Work required -
Using the material below, state how many of its lines contain the string "Keep", with no other words.

### Dataset ###

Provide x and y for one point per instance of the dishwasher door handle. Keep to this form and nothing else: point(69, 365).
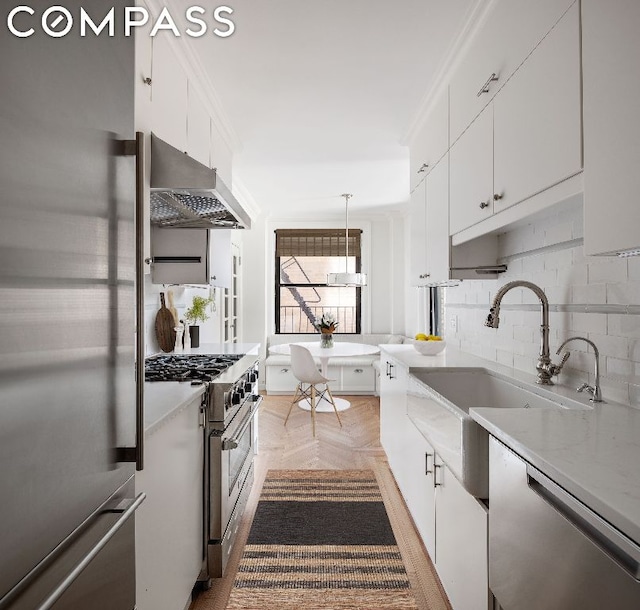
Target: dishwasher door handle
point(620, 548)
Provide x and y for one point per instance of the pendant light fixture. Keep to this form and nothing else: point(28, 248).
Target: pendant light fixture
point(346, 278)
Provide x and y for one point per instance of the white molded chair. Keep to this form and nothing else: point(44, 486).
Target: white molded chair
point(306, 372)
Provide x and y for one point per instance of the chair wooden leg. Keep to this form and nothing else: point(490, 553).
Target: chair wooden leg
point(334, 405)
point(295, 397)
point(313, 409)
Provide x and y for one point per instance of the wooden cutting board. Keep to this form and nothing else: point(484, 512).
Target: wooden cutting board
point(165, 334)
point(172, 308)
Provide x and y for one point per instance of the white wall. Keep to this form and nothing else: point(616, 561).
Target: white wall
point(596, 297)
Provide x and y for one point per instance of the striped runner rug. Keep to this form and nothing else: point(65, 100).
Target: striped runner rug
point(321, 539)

###

Expected answer -
7